_SUPPLIED PASSAGE_
——————————

Seven islanders vying for three seats on the park district board discussed the VES Fields, improving the Vashon Pool, the possible return of programs to the park district and other topics at a candidate forum last week.
About 60 islanders attended the Tuesday, Oct. 6 event, the second of the candidate forums in this election season. Susan McCabe moderated both events, sponsored by The Beachcomber and the Voice of Vashon, which recorded the forums and has made them available online.
While the seven seats at the candidates’ table were filled, one was by proxy. Joshua Weil, running opposite Bob McMahon for position 3, was in Africa, and CC Stone filled in for him.
Although some of the issues the park district has faced in recent years have caused passions to run high and tensions to surface, the evening drew no fireworks, and most questions and answers were forward-looking, though lessons from the past were mentioned frequently.
Early in the forum, islander Joe Wubbold, who worked on a financial plan the district submitted to the state auditor as follow-up to the most recent audit, asked the candidates their feelings about relying on borrowed money and non-voter approved bonds.

——————————

_COLLECTED MATERIAL_
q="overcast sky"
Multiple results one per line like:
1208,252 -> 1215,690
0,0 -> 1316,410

——————————

_SHORT EXERCISE_
Echo the forum report's text word for word, starting with "Seven islanders vying" and going on through "forum last week.". The listing isn't needed for this.

_TASK RESULT_
Seven islanders vying for three seats on the park district board discussed the VES Fields, improving the Vashon Pool, the possible return of programs to the park district and other topics at a candidate forum last week.